Take the listing and print it in full, exactly as given.
#####
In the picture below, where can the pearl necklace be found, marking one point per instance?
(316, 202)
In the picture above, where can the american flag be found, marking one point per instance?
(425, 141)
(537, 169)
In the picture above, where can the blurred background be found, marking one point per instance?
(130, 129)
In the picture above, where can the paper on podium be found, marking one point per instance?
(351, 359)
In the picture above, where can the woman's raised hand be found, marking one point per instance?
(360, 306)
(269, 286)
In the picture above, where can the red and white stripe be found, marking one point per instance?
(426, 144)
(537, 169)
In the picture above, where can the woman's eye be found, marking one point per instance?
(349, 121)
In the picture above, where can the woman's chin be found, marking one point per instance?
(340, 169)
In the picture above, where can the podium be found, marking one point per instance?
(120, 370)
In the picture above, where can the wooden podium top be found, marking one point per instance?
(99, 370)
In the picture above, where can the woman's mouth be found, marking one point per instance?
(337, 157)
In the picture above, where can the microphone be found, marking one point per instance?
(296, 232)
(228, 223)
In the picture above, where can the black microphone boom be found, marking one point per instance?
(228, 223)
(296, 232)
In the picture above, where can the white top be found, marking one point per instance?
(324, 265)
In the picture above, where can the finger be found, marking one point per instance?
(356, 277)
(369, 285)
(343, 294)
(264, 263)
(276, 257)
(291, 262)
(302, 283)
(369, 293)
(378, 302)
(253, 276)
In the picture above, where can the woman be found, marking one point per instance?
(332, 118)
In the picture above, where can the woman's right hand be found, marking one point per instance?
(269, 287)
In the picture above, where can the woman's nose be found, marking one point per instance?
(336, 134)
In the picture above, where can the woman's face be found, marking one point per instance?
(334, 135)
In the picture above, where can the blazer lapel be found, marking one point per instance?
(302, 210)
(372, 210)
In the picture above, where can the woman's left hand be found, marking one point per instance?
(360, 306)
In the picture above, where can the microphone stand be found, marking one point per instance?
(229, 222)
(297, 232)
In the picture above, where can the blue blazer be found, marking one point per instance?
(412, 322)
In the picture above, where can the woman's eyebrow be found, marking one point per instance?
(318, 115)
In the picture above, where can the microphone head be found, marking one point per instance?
#####
== FULL OUTPUT ==
In the picture below, where can the pearl necklace be found, marking one point per instance?
(316, 202)
In the picture above, where can the american flag be found, marking one point per instance?
(425, 141)
(537, 169)
In the picture above, where can the blurred background be found, marking one point per instance?
(130, 129)
In the picture above, where can the paper on podium be found, marking one point per instance?
(351, 359)
In the picture above, where can the woman's raised hand be found, marking one point per instance?
(360, 306)
(269, 286)
In the picture above, where can the red and white stripe be found, marking one point per instance?
(426, 144)
(537, 169)
In the picture above, where can the woman's eye be found, marking one point per instance?
(349, 121)
In the picture above, where can the woman's chin be found, marking one point per instance?
(340, 169)
In the picture above, where can the podium be found, marking one point per instance?
(120, 370)
In the picture above, where can the wooden podium top be found, marking one point per instance?
(99, 370)
In the picture above, where can the woman's mouth be found, marking one point per instance?
(337, 157)
In the picture above, where can the microphone be found, marking one point per instance?
(296, 232)
(228, 223)
In the picture above, where can the black microphone boom be found, marking one point per instance?
(228, 223)
(296, 232)
In the picture above, where can the white top be found, marking one point per instance?
(324, 265)
In the picture above, where can the finger be found, marking one point per instance?
(356, 277)
(369, 285)
(343, 294)
(264, 263)
(276, 257)
(291, 262)
(302, 283)
(369, 293)
(378, 302)
(253, 276)
In the picture above, where can the woman be found, marking one point per instance?
(332, 118)
In the picture above, where can the woman's right hand be found, marking one point per instance?
(269, 287)
In the picture above, where can the woman's nose be found, marking one point per instance?
(336, 134)
In the picture above, where can the woman's face be found, marking one point per instance?
(334, 135)
In the picture above, where can the blazer lapel be found, marking one point per instance?
(302, 210)
(372, 210)
In the picture above, where can the woman's left hand be found, marking one point per instance?
(360, 306)
In the picture above, where can the microphone stand be found, marking one point per instance?
(229, 222)
(297, 232)
In the picture above, where can the blue blazer be found, marking one point per instance?
(412, 322)
In the picture above, where can the woman's eyebrow be found, marking one point per instance?
(318, 115)
In the picture above, where can the microphone head be found, marking one point per instance?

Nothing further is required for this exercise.